- **Exercise passage**:
:::::
Trying to replicate that behavior: starting VS Code with the Terminal visible, and running the cells described above, did not yield what I'd hoped. At this time nothing I do results in a successful chart being displayed. I receive a net::ERR_FAILED every time I run the second cell.

ddrinka avatar Sep 15 '22 17:09 ddrinka

A race condition exists between the backend Tornado server starting up and the port being forwarded, to making the first HTTP request. Re-running the cell repeatedly either results in a chart being displayed or no chart being displayed.

Do I understand correctly -

  1. A Tornado server is set up somewhere on the remote
  2. Automatic port forwarding kicks in to forward that port
  3. The forwarded port is accessed from the notebook renderer

But the race is in forwarding that port before the renderer needs it? Is that what you think is happening @DonJayamanne?

If you can set a static port, you could probably forward it with forwardPorts in your devcontainer.json and that could help with the race.

roblourens avatar Sep 16 '22 14:09 roblourens

I'll test with a static port.

Notably I'm not getting a connection timeout error as that port comes online. I'm getting this net::ERR_FAILED in the service worker. I don't have an understanding of how the magic works with the port forwarding, so maybe that's the error that would be expected if no port was open, but usually for an HTTP connection I'd expect some timeout time that would give that port a few hundred milliseconds to arrive.
:::::
- **Source data**:
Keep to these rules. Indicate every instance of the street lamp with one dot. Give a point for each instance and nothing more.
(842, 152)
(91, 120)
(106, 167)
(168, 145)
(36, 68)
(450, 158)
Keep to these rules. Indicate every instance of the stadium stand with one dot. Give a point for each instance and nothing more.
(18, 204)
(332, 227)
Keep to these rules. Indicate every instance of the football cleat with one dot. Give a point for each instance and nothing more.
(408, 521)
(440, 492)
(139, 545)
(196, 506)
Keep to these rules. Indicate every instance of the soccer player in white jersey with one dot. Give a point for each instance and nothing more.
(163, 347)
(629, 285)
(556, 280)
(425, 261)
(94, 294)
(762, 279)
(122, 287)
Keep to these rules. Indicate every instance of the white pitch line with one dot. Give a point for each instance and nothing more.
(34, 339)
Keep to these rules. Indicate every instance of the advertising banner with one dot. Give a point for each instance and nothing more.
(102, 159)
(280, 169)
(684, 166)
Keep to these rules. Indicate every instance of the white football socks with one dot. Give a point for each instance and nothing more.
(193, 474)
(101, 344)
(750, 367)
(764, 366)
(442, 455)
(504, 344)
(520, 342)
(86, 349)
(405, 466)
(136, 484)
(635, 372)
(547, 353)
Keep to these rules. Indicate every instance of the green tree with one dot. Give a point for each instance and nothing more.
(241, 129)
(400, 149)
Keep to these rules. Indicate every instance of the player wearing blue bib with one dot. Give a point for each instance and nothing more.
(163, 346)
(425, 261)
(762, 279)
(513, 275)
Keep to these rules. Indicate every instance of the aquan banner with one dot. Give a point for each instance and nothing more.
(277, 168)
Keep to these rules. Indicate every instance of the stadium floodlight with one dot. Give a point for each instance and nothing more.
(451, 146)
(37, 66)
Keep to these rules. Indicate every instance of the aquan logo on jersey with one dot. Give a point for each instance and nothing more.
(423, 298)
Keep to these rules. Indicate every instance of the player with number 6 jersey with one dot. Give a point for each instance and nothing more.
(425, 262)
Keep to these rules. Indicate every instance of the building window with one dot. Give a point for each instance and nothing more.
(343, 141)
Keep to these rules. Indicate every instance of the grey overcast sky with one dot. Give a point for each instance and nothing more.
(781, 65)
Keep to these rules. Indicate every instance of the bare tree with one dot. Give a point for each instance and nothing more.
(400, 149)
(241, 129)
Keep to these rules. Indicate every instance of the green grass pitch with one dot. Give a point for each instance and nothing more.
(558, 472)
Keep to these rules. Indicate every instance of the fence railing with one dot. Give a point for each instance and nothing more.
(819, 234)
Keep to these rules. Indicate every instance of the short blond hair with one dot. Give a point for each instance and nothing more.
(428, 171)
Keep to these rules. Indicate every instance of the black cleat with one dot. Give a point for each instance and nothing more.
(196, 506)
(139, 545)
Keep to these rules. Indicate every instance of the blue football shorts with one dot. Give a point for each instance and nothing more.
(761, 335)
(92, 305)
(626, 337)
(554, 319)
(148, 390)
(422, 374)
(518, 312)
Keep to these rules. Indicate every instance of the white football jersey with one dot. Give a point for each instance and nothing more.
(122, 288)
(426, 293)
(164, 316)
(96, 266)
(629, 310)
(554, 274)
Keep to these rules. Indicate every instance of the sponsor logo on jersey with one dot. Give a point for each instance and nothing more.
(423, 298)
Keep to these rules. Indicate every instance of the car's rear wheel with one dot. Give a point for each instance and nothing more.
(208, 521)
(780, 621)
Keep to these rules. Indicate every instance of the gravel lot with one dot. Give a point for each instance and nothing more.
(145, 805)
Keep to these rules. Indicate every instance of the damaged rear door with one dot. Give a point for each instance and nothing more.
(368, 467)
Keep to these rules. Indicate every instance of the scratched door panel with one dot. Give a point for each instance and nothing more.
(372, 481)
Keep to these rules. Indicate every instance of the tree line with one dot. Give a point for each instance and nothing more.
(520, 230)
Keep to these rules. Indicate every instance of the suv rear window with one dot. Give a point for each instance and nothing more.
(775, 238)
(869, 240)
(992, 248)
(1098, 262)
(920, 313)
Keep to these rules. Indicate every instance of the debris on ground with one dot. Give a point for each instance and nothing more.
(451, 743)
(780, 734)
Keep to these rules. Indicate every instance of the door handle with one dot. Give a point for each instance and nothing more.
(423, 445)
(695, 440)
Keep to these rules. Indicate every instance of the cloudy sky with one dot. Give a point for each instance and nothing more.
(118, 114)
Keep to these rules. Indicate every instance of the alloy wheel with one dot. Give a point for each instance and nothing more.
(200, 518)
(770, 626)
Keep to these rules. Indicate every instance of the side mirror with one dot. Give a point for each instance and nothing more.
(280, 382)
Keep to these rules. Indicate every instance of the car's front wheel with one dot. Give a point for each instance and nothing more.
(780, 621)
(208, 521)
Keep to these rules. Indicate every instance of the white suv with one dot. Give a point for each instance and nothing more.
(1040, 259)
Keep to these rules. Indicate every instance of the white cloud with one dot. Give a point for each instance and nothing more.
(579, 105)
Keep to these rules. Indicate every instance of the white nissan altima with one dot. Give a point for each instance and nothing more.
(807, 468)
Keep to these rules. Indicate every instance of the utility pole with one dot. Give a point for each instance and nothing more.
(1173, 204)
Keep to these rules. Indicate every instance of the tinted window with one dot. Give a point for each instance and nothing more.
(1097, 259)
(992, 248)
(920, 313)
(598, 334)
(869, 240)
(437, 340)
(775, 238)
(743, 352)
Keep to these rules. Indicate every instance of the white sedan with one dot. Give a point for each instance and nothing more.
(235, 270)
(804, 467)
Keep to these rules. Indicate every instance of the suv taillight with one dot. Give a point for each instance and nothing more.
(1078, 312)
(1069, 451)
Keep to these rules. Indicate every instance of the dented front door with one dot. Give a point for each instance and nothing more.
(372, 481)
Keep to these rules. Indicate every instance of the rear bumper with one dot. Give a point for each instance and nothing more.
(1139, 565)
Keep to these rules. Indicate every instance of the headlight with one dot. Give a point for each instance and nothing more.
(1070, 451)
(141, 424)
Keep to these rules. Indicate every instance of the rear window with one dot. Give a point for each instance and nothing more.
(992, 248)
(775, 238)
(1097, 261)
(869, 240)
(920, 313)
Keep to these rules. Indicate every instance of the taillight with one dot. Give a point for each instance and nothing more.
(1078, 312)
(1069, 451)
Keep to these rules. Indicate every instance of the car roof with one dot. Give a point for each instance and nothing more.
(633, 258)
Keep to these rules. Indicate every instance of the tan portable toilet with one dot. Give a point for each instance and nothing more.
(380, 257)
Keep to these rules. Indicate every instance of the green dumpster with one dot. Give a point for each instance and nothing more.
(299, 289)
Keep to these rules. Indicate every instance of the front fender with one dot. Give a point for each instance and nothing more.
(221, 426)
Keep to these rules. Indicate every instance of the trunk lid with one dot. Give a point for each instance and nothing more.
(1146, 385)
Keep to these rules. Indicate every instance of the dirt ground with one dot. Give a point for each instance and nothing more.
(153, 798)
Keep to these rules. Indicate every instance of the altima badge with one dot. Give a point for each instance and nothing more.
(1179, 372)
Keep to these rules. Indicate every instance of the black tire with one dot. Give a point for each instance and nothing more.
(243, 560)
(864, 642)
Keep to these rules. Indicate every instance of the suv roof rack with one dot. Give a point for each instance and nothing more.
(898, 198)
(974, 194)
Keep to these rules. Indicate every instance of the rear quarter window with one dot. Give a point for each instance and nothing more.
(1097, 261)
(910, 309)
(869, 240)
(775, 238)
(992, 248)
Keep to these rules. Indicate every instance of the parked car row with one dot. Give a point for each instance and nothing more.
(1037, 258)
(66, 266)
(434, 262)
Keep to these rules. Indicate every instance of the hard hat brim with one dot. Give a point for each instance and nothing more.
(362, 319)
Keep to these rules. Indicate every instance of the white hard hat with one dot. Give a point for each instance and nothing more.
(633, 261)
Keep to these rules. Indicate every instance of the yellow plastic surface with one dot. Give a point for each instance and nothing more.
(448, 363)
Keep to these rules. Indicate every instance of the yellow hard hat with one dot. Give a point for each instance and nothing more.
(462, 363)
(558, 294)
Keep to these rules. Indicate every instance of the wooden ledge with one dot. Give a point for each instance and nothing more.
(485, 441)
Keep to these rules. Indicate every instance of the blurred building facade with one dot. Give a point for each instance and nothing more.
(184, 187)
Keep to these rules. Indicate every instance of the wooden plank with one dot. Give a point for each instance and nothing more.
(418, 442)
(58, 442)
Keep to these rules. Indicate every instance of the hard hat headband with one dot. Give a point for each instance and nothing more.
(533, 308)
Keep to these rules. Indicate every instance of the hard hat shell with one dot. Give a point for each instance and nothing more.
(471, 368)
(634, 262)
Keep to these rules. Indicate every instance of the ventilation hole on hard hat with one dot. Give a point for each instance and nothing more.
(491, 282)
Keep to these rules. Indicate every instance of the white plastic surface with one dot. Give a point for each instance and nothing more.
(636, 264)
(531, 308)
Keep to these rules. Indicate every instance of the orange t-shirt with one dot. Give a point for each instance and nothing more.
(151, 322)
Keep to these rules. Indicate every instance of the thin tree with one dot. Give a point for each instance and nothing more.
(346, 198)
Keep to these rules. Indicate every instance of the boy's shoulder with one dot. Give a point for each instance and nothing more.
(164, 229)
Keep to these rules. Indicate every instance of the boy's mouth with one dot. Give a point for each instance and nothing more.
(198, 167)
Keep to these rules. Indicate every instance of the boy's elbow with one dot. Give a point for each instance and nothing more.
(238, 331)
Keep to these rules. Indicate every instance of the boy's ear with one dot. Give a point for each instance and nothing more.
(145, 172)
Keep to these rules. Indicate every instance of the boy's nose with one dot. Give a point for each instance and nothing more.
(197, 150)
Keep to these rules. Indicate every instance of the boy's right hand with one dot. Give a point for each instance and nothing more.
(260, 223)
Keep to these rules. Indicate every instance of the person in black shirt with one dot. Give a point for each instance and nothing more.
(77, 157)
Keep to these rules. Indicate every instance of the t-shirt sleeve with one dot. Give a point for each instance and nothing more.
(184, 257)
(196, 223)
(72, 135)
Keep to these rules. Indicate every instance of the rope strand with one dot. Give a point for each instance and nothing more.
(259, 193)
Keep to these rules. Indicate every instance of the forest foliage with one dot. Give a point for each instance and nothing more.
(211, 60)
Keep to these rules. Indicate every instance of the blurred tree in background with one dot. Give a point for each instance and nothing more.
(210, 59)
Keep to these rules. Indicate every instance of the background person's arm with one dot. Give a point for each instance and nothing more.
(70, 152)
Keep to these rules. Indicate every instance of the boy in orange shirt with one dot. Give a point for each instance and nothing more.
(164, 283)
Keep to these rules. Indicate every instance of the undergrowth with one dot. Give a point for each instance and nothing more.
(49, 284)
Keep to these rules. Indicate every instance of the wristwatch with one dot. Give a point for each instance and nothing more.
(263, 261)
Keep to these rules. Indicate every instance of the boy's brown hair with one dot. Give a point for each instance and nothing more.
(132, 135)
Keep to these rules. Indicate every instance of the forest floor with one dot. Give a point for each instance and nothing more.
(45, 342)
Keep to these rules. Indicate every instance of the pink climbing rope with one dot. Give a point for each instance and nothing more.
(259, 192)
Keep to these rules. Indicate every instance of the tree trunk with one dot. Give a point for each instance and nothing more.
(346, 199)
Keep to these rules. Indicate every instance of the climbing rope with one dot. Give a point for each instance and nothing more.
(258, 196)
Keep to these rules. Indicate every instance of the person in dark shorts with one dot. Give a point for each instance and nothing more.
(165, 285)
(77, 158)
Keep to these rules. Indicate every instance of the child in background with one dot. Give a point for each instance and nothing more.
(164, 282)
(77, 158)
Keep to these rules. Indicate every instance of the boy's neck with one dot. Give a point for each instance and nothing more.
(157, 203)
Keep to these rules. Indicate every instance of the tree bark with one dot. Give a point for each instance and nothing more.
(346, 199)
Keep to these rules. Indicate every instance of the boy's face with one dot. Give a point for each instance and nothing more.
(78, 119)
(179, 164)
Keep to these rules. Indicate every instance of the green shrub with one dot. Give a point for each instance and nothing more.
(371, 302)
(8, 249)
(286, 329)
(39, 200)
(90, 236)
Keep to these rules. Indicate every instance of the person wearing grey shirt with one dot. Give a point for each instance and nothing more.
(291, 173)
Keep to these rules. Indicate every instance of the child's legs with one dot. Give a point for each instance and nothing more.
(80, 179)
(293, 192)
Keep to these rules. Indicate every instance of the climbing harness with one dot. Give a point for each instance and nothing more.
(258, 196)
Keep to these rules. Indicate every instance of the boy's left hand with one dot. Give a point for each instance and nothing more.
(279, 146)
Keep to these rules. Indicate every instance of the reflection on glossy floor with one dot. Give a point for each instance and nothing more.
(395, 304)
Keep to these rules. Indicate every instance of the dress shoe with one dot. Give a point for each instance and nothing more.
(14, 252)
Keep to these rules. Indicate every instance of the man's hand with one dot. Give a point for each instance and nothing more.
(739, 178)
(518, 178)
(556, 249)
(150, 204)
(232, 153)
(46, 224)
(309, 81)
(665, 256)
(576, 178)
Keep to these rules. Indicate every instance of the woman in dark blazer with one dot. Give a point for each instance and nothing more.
:::::
- **Work order A**: Transcribe the part of the port-forwarding thread starting at "ddrinka avatar Sep" and ending at "no chart being displayed.".
- **Work order B**: Decide whether each statement agrees with the port-forwarding thread, and give yes or no with the deciding words quoted from it. (i) The net::ERR_FAILED error comes up each time the second cell is run. (ii) Re-running the cell repeatedly always produces a chart. (iii) One reply suggests forwarding a static port with forwardPorts in devcontainer.json.

- **Task response A**:
ddrinka avatar Sep 15 '22 17:09 ddrinka

A race condition exists between the backend Tornado server starting up and the port being forwarded, to making the first HTTP request. Re-running the cell repeatedly either results in a chart being displayed or no chart being displayed.

- **Task response B**:
(i) Yes: "I receive a net::ERR_FAILED every time I run the second cell."
(ii) No: "Re-running the cell repeatedly either results in a chart being displayed or no chart being displayed."
(iii) Yes: "If you can set a static port, you could probably forward it with forwardPorts in your devcontainer.json and that could help with the race."